Problem requirements:
Check each line of the records below for the word "suit" and copy those where it appears.

<<<<

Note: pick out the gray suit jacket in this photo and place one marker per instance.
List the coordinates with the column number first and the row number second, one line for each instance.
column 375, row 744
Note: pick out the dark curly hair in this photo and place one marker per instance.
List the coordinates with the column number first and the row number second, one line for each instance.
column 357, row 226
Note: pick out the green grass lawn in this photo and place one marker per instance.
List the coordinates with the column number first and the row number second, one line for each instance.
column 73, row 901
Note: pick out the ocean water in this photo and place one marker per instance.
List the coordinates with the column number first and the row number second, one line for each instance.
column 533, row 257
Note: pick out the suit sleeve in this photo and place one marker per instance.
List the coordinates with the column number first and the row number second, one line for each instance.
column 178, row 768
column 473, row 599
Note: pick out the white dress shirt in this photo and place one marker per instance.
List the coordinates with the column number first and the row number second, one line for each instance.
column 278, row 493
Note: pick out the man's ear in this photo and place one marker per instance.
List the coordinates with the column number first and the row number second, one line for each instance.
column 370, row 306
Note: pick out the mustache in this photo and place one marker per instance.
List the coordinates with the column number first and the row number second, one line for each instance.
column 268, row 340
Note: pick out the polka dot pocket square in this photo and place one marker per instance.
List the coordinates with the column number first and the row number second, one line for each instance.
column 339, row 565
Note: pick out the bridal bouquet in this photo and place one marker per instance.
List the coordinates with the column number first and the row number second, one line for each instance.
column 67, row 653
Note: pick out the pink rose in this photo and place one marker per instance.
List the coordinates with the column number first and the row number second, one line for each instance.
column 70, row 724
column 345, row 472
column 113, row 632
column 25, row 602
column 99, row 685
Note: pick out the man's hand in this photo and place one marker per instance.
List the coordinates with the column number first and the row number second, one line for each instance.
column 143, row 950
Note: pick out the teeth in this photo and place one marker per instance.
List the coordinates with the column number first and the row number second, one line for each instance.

>>>>

Task result:
Note: pick out the gray suit jacket in this photo and place one marker per instance.
Note: pick out the suit sleeve in this photo and place one marker per instance.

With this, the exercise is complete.